◆ **Provided passage**
━━━

Parliament and Cabinet
Clarke sought election to the House of Commons almost immediately after university. He cut his teeth by fighting the Labour stronghold of Mansfield in the 1964 and 1966 elections. In June 1970, at the age of 29, he gained the East Midlands constituency of Rushcliffe, south of Nottingham, from Labour MP Tony Gardner. Labour has never come close to winning the seat since, but Gardner's 1966 victory was partly due to the unpopular sitting Tory MP whom he defeated. Clarke has sat for Rushcliffe (on changed boundaries) ever since, making him by 2005 one of the longest serving of all MPs.
He was soon appointed a Government whip - from 1972 to 1974 - where he helped ensure that the Heath administration won key votes on entry to the European Community with the assistance of Labour rebels. Even though he opposed the election of Margaret Thatcher as party leader in 1975, he was appointed as her industry spokesman from 1976 to 1979, and then occupied a wide range of ministerial positions during her premiership, from 1979 onwards. He was made a QC in 1980.
Clarke's served as junior transport minister, and then as Minister of State for Health (1982-85). He joined the Cabinet as Paymaster General and Employment Minister (1985-87) (his Secretary of State, Lord Young, was in the Lords), and served as Chancellor of the Duchy of Lancaster and Minister at the DTI (1987-88), with responsibility for the Inner Cities ("because," as one wag put it, "he looked like he lived in one"). He was appointed Health Secretary in 1988, introducing the 'internal market' concept in the NHS, before being appointed Education Secretary in the final weeks of Thatcher's government, in the reshuffle caused by Sir Geoffrey Howe's resignation (the job had been offered to Norman Tebbit, who declined to return to the Cabinet). He was famously the first Cabinet minister to advise Thatcher to resign after her inadequate first-round performance in the November 1990 leadership contest; she referred to him in her memoirs as a "candid friend". He supported Douglas Hurd in the next round.
Despite the victory of John Major in that contest, he came to work with Thatcher's successor very closely, and quickly emerged as a central figure in his government. After continuing as Education Secretary (1990-92), where he introduced a number of reforms, he was appointed as Home Secretary in the wake of the Conservatives' unexpected victory at the 1992 general election. In May 1993, seven months after the impact of 'Black Wednesday' had terminally damaged the credibility of Norman Lamont as Chancellor of the Exchequer, Major forced Lamont to resign from that office and appointed Clarke in his place.
At first Clarke was seen as the dominant figure in the Cabinet, and at the October 1993 Conference he "defended" Major from his critics by announcing "Any Enemy of John Major is an Enemy of Mine" in a manner widely seen as overbearing. However the re-emerge of Michael Heseltine in 1994 diminished this position, as did the defeat of Clarke's Budget in the autumn of 1994; by the time of the Redwood leadership challenge in June 1995 there were even rumours (always denied) that Major had offered the Exchequer to Heseltine.
Clarke enjoyed an increasingly successful record as Chancellor, as the economy recovered from the recession of the early 1990s and a new monetary policy was put into effect after Black Wednesday. He was able to reduce the basic rate of Income Tax from 25 to 23%, as well as reduce the share of GDP consumed by government spending, and halve the budget deficit[citation needed].

━━━

◆ **Extracted material**
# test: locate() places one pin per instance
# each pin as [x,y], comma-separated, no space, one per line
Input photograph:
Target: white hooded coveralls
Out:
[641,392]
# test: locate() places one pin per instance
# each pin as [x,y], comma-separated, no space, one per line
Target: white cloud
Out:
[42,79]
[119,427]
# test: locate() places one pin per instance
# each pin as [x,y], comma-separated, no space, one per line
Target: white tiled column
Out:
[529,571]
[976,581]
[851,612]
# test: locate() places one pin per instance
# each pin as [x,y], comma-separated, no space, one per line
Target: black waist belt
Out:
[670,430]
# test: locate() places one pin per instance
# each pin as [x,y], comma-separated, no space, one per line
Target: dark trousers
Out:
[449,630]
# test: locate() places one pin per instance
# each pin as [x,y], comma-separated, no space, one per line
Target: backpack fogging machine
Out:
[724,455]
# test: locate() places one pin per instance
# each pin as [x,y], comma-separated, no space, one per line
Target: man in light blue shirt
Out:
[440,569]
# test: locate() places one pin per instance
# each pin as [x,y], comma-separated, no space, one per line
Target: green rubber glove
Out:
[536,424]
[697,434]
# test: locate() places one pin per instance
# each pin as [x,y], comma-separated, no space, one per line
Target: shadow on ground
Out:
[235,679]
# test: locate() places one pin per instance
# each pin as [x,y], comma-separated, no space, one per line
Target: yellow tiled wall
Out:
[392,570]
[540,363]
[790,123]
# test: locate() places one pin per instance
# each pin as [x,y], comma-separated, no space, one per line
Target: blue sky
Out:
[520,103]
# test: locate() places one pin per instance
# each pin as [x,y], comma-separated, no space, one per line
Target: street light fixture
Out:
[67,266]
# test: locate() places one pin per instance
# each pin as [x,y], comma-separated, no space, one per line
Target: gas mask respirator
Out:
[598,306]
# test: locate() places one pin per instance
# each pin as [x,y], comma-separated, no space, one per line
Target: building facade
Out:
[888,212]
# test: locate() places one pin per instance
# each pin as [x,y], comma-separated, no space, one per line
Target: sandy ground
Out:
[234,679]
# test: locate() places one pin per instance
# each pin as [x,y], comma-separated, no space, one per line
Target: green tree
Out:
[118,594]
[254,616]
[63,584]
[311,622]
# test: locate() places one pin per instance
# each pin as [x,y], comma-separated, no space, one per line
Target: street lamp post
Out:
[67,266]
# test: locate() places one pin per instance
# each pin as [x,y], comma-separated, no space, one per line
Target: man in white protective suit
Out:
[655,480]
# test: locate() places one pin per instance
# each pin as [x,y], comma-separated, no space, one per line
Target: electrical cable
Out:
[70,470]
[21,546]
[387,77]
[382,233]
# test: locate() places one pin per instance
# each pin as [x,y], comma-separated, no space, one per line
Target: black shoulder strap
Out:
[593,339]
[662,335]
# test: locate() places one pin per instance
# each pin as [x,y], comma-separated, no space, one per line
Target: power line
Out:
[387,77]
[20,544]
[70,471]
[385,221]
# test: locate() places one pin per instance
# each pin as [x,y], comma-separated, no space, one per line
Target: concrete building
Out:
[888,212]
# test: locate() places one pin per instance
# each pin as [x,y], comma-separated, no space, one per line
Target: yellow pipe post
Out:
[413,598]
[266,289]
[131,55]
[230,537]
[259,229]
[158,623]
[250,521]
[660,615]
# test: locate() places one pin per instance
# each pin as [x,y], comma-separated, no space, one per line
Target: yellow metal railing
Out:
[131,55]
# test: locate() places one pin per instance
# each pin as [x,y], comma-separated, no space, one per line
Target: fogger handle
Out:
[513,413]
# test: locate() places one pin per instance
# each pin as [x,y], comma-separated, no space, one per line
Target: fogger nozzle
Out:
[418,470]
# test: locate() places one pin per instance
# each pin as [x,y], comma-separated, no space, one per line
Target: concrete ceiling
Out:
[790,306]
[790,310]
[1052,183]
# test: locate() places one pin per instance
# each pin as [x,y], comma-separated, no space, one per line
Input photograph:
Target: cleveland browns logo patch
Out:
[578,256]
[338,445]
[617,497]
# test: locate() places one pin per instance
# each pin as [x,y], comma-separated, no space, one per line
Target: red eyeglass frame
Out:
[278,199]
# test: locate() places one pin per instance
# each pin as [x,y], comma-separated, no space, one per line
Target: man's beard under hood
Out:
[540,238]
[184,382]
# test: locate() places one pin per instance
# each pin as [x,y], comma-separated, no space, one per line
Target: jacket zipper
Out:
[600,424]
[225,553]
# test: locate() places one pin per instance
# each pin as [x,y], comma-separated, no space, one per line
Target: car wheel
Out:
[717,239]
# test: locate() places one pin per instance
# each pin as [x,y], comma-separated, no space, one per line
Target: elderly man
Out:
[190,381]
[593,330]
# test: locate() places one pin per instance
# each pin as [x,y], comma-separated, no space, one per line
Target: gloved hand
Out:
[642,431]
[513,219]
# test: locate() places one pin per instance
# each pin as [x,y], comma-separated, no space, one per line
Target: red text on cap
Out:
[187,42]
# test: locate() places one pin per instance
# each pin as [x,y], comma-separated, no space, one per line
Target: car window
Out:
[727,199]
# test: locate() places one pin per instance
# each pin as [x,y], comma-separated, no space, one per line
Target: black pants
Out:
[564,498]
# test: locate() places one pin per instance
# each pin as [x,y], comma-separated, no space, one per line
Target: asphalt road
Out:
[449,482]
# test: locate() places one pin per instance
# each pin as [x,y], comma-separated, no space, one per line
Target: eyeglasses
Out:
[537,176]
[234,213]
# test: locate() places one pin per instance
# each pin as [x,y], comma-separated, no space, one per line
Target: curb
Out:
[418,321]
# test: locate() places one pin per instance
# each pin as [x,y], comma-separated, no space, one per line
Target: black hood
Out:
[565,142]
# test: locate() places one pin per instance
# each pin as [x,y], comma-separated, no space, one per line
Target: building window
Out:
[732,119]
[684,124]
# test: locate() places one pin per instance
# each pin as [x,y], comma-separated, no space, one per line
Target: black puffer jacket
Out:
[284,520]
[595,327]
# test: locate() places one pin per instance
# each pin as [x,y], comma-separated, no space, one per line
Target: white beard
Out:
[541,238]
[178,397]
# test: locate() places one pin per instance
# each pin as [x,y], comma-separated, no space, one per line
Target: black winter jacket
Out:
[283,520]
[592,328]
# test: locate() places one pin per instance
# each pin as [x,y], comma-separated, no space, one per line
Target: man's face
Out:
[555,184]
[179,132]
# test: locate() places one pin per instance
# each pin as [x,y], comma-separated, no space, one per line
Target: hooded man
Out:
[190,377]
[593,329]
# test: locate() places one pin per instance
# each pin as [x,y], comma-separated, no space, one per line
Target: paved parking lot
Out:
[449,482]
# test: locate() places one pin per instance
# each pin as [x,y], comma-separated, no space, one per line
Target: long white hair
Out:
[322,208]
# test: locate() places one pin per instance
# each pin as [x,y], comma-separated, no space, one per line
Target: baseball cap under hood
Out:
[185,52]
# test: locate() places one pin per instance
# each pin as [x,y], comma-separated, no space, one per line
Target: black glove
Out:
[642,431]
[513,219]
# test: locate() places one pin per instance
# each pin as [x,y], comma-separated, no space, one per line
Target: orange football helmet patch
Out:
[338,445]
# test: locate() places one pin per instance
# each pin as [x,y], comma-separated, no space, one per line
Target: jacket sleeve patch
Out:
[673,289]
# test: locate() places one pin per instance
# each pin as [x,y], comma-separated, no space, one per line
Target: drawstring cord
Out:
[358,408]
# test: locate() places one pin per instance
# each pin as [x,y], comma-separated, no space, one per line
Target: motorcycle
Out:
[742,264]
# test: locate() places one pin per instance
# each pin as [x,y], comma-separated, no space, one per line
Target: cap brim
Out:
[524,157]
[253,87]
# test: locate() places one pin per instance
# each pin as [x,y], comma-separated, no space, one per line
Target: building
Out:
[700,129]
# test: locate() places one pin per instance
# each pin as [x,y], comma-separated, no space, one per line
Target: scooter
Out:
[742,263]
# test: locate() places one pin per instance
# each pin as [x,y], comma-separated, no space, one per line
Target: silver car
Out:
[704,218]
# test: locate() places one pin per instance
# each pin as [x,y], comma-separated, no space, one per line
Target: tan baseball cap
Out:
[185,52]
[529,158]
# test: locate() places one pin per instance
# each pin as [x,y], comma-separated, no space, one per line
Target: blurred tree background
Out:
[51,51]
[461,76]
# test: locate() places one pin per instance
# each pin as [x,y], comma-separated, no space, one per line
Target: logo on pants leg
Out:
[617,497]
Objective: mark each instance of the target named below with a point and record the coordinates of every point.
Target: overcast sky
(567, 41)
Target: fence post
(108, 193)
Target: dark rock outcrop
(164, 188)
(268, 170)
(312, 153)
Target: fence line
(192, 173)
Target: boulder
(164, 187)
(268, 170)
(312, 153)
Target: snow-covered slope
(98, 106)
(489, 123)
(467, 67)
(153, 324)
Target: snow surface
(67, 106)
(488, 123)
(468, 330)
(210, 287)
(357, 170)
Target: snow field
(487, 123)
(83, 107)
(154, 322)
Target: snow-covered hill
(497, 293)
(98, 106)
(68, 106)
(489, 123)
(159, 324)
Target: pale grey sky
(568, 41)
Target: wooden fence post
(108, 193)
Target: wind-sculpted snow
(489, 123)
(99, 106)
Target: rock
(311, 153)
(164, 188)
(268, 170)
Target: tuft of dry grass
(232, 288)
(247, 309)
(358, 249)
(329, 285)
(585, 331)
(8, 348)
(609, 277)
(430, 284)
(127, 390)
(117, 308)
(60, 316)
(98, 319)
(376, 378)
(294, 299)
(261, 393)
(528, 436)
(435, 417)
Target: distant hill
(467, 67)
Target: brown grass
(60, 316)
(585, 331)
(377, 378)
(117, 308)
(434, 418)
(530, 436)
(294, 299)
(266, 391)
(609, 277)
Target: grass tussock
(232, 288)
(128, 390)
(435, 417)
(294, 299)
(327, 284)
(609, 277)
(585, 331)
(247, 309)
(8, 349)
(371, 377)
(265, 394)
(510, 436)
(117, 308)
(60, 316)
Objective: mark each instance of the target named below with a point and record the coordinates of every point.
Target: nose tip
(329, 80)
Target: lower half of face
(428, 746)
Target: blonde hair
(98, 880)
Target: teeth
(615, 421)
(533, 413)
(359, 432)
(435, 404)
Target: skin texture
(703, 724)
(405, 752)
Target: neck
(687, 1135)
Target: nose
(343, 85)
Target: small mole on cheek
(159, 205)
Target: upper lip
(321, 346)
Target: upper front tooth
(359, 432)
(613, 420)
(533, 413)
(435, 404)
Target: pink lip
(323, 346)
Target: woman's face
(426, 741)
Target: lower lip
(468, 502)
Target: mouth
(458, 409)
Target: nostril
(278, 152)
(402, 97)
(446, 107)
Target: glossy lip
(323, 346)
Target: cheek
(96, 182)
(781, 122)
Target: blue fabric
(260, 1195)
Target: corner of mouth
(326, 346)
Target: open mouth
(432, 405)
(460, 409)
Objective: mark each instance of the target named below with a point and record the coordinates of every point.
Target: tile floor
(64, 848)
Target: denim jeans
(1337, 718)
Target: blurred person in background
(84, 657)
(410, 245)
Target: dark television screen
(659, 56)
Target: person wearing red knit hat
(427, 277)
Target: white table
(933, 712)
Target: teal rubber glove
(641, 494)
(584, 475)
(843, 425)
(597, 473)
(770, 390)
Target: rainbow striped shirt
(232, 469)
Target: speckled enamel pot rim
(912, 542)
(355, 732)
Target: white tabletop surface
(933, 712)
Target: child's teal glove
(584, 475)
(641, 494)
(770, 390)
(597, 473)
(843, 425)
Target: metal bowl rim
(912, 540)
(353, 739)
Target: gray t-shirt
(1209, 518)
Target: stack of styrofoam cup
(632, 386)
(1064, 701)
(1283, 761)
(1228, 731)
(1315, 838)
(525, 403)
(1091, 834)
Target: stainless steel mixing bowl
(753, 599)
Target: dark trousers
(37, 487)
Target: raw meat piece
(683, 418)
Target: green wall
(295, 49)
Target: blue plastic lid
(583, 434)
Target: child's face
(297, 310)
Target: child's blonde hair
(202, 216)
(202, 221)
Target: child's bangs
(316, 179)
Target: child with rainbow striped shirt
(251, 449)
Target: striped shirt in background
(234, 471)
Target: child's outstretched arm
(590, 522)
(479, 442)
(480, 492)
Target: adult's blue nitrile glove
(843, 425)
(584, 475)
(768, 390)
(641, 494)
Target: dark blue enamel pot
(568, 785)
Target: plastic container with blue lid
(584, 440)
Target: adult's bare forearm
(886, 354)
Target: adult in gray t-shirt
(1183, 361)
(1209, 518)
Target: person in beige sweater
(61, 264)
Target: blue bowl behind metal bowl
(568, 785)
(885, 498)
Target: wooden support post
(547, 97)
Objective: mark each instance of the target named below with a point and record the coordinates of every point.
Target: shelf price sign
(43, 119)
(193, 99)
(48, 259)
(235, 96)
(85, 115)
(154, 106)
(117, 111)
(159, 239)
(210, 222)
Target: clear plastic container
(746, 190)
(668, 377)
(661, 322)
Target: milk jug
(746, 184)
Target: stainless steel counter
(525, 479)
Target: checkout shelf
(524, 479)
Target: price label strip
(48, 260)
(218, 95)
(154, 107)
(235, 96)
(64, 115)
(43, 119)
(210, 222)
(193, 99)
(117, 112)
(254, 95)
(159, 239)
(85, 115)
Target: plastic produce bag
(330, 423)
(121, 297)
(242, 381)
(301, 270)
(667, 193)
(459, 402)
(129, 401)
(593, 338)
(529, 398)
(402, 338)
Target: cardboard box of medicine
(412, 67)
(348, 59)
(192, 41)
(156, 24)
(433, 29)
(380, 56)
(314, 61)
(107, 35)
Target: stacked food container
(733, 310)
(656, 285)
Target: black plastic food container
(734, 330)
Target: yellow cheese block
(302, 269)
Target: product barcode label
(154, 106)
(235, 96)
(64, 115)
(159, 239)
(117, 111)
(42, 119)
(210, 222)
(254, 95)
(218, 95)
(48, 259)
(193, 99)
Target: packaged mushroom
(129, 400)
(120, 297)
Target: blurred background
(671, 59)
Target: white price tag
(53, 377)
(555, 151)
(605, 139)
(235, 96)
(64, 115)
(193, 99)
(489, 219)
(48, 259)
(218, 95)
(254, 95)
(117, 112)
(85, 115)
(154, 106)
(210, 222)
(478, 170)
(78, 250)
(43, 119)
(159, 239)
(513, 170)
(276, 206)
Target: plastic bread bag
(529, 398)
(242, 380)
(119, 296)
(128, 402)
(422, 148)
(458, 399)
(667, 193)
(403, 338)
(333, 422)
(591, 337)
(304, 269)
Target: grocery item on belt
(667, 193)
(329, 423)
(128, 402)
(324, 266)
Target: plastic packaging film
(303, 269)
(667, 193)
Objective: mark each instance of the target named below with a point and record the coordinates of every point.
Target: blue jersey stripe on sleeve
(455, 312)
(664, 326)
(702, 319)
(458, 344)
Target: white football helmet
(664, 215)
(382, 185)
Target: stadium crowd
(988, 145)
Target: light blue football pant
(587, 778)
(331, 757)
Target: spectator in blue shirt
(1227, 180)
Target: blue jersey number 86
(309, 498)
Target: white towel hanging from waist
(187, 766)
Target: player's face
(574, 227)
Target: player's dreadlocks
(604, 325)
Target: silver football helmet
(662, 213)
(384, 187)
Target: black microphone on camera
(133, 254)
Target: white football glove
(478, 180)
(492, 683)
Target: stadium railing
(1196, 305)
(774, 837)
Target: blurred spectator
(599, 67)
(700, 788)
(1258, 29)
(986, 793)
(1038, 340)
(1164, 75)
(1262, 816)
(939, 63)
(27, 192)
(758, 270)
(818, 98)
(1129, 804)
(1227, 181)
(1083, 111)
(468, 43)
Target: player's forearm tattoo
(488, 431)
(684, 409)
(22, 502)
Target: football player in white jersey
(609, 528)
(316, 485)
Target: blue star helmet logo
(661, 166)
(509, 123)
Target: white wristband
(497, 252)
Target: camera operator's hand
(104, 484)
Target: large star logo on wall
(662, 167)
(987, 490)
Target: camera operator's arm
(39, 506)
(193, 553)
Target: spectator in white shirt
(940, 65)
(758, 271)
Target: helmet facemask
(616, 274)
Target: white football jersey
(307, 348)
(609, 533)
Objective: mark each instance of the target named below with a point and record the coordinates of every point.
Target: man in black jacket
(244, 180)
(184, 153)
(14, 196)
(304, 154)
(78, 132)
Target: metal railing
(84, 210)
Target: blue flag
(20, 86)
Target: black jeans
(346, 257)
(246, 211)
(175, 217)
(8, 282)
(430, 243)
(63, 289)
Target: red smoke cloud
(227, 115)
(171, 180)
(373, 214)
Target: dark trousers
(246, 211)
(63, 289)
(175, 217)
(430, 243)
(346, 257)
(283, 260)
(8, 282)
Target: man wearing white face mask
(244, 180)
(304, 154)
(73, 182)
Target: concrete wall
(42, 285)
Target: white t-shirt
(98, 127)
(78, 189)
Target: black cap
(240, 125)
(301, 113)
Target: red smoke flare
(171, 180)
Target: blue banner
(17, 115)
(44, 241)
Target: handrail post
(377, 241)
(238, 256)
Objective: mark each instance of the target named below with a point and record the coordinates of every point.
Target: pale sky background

━━━

◆ **Work to do**
1: Can you reproduce everything in the Parliament and Cabinet passage from "Parliament and Cabinet" down to "of all MPs."?
2: According to the Parliament and Cabinet passage, which constituency did Clarke gain in June 1970?

◆ **Results**
1:
Parliament and Cabinet
Clarke sought election to the House of Commons almost immediately after university. He cut his teeth by fighting the Labour stronghold of Mansfield in the 1964 and 1966 elections. In June 1970, at the age of 29, he gained the East Midlands constituency of Rushcliffe, south of Nottingham, from Labour MP Tony Gardner. Labour has never come close to winning the seat since, but Gardner's 1966 victory was partly due to the unpopular sitting Tory MP whom he defeated. Clarke has sat for Rushcliffe (on changed boundaries) ever since, making him by 2005 one of the longest serving of all MPs.

2: Rushcliffe, in the East Midlands south of Nottingham.